Aim of the task: Please rewrite the entries below, swapping "In which part of" for "Where in" and leaving everything else unchanged.

__________________________________________________

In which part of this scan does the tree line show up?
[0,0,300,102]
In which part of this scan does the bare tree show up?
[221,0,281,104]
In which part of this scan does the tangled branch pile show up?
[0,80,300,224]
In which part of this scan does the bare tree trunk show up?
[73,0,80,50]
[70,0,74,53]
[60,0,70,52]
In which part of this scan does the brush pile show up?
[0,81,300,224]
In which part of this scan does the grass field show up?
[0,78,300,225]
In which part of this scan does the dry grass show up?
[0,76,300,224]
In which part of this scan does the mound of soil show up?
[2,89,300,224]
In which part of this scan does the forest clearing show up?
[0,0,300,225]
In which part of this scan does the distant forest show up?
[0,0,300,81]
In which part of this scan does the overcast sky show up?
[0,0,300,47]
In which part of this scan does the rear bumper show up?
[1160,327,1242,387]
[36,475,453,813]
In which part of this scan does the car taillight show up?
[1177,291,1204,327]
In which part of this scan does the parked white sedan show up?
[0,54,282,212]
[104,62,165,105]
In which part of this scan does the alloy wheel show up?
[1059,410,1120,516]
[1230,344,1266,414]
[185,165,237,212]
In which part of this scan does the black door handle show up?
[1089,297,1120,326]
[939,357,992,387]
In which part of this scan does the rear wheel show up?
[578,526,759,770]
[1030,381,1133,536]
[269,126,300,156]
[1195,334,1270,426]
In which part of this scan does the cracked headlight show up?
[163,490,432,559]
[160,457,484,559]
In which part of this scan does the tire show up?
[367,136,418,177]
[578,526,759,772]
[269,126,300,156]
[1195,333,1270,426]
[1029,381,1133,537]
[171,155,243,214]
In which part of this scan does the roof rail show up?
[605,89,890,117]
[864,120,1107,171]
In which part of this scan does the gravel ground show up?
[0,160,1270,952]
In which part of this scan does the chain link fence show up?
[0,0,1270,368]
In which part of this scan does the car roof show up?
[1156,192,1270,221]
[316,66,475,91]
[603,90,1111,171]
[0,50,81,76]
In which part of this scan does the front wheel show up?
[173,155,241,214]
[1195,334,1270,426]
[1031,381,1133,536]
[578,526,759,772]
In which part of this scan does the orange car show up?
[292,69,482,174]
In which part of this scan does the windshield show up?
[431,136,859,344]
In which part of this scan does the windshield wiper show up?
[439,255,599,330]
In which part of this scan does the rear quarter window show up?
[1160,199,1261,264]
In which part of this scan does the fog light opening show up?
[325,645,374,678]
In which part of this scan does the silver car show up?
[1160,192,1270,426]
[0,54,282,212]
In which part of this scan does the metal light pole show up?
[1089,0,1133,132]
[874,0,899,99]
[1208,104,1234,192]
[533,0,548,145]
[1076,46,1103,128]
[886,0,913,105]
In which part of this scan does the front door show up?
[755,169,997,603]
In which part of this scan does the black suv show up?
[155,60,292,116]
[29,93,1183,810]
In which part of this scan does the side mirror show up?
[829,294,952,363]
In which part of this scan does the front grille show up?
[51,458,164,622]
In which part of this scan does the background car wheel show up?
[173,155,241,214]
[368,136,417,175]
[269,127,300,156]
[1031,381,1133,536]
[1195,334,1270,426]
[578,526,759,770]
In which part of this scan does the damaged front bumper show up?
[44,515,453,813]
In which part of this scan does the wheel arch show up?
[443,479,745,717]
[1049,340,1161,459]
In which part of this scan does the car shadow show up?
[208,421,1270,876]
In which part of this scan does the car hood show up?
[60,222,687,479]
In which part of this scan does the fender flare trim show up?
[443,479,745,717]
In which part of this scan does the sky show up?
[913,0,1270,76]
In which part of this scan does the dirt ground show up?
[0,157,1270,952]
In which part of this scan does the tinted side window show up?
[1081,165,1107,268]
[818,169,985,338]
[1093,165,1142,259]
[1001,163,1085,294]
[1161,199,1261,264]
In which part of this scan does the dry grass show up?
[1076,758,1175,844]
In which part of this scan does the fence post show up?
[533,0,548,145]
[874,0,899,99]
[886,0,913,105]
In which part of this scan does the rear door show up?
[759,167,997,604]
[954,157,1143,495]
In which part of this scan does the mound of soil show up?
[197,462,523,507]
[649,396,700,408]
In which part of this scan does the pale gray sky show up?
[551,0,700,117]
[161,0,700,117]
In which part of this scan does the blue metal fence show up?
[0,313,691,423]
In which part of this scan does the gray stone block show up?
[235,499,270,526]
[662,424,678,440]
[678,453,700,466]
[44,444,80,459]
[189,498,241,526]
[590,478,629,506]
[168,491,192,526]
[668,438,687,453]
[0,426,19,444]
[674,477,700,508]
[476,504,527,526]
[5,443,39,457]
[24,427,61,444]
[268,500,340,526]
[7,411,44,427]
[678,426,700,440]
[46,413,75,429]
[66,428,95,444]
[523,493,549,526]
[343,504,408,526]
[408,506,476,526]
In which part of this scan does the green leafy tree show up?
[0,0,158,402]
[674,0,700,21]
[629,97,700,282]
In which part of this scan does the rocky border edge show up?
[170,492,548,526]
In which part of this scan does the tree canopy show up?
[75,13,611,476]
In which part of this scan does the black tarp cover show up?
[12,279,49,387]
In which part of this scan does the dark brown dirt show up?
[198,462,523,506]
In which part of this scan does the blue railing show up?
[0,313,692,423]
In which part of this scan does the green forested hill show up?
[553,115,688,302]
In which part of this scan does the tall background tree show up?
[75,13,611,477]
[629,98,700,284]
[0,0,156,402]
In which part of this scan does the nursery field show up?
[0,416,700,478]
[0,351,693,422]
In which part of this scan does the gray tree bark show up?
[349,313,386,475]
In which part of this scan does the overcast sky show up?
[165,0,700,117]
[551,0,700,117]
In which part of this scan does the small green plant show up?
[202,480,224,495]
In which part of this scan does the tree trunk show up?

__________________________________________________

Finished exercise:
Where in this scan does the tree line show up?
[0,0,300,102]
Where in this scan does the bare tree show up?
[221,0,281,104]
Where in this scan does the tangled branch pile show up?
[0,80,300,224]
Where in this scan does the bare tree trunk show up?
[73,0,80,50]
[70,0,74,53]
[60,0,70,52]
Where in this scan does the brush pile show up?
[0,81,300,224]
Where in this scan does the grass field show up?
[0,78,300,225]
Where in this scan does the dry grass show up?
[0,76,300,224]
Where in this scan does the mound of soil show up?
[2,89,300,224]
Where in this scan does the forest clearing show up?
[0,0,300,225]
Where in this scan does the distant forest show up?
[0,0,300,81]
Where in this scan does the overcast sky show up?
[0,0,300,47]
Where in this scan does the rear bumper show up?
[1160,327,1242,387]
[36,475,453,813]
Where in this scan does the car taillight show up?
[1177,291,1204,327]
Where in this scan does the parked white sedan show up?
[0,54,282,212]
[104,62,165,105]
Where in this scan does the alloy wheel show up?
[1059,410,1120,516]
[1230,344,1266,414]
[185,165,237,212]
Where in this scan does the black door handle show up?
[1089,297,1120,326]
[939,357,992,387]
Where in this scan does the rear wheel show up?
[578,526,759,770]
[1030,381,1133,536]
[269,126,300,156]
[1195,334,1270,426]
Where in this scan does the cracked headlight show up?
[163,490,432,559]
[160,457,484,559]
Where in this scan does the tire show up?
[367,136,418,177]
[578,526,759,772]
[269,126,300,156]
[1195,333,1270,426]
[1029,381,1133,537]
[171,155,243,214]
Where in this scan does the roof rail show up?
[605,89,890,117]
[864,120,1107,171]
Where in this scan does the gravel ground show up?
[0,160,1270,952]
Where in this scan does the chain link fence show up?
[0,0,1270,368]
Where in this scan does the car roof show up?
[1156,192,1270,221]
[316,66,475,91]
[603,90,1111,171]
[0,50,81,76]
Where in this scan does the front wheel show up?
[173,155,241,214]
[1195,334,1270,426]
[1031,381,1133,536]
[578,526,759,772]
Where in this scan does the orange car show up?
[292,69,482,174]
Where in this scan does the windshield show up?
[431,136,859,344]
Where in this scan does the windshield wiper show up?
[439,255,599,330]
Where in this scan does the rear quarter window show up?
[1160,199,1261,264]
Where in this scan does the fog light opening show up?
[325,645,374,678]
Where in this scan does the silver car show up?
[1160,192,1270,426]
[0,54,282,212]
Where in this scan does the metal light pole show up?
[1089,0,1133,132]
[874,0,899,99]
[1208,104,1234,192]
[533,0,548,145]
[1076,46,1103,128]
[886,0,913,105]
Where in this scan does the front door show up?
[755,169,997,603]
Where in this scan does the black suv show up?
[155,60,292,116]
[29,93,1183,810]
Where in this scan does the side mirror show up?
[829,294,952,363]
Where in this scan does the front grille show up?
[51,458,164,622]
Where in this scan does the background car wheel show up?
[173,155,241,214]
[368,136,417,175]
[269,127,300,156]
[1031,381,1133,536]
[1195,334,1270,426]
[578,526,759,770]
Where in this scan does the damaged front bumper show up?
[44,515,453,813]
Where in this scan does the wheel arch show up?
[443,479,745,717]
[1049,340,1161,459]
Where in this scan does the car shadow show up?
[208,421,1270,876]
Where in this scan does the car hood show up?
[60,222,687,479]
Where in this scan does the fender flare trim show up?
[443,479,745,717]
Where in this scan does the sky show up?
[913,0,1270,76]
Where in this scan does the dirt ground show up?
[0,157,1270,952]
Where in this scan does the tinted side window show up?
[1081,165,1107,268]
[818,169,985,338]
[1093,165,1142,259]
[1001,163,1085,294]
[1161,199,1261,264]
Where in this scan does the dry grass show up?
[1076,758,1175,844]
Where in this scan does the fence post show up?
[533,0,548,145]
[874,0,899,99]
[886,0,913,105]
Where in this scan does the rear door show up?
[759,167,997,604]
[954,157,1143,495]
Where in this scan does the mound of soil show up?
[197,462,523,507]
[649,396,700,408]
Where in this scan does the pale gray sky show up?
[551,0,700,117]
[161,0,700,117]
Where in this scan does the blue metal fence show up?
[0,313,691,423]
Where in this scan does the gray stone block show up?
[235,499,270,526]
[662,424,678,440]
[678,453,700,466]
[44,444,80,459]
[189,498,241,526]
[590,478,629,506]
[168,491,192,526]
[668,438,687,453]
[0,426,19,444]
[674,477,700,508]
[476,504,527,526]
[5,443,39,457]
[24,427,61,444]
[268,500,340,526]
[7,411,44,427]
[678,426,700,440]
[46,413,75,429]
[66,428,95,444]
[523,493,549,526]
[343,504,408,526]
[408,506,476,526]
Where in this scan does the green leafy tree show up?
[0,0,158,402]
[674,0,700,21]
[629,97,700,282]
Where in this scan does the rocky border edge show up?
[170,492,548,526]
Where in this scan does the tree canopy show up?
[75,13,611,476]
Where in this scan does the black tarp cover show up?
[12,279,49,387]
Where in this scan does the dark brown dirt show up?
[198,462,523,506]
Where in this scan does the blue railing show up?
[0,313,692,423]
Where in this scan does the green forested hill show up?
[553,115,688,302]
Where in this scan does the tall background tree show up?
[75,13,611,477]
[629,98,700,284]
[0,0,156,402]
Where in this scan does the nursery field show up?
[0,416,700,478]
[0,351,693,422]
Where in this scan does the gray tree bark show up?
[349,313,386,475]
Where in this scan does the overcast sky show up?
[165,0,700,117]
[551,0,700,117]
Where in this scan does the small green plant show up?
[202,480,224,495]
Where in this scan does the tree trunk show up?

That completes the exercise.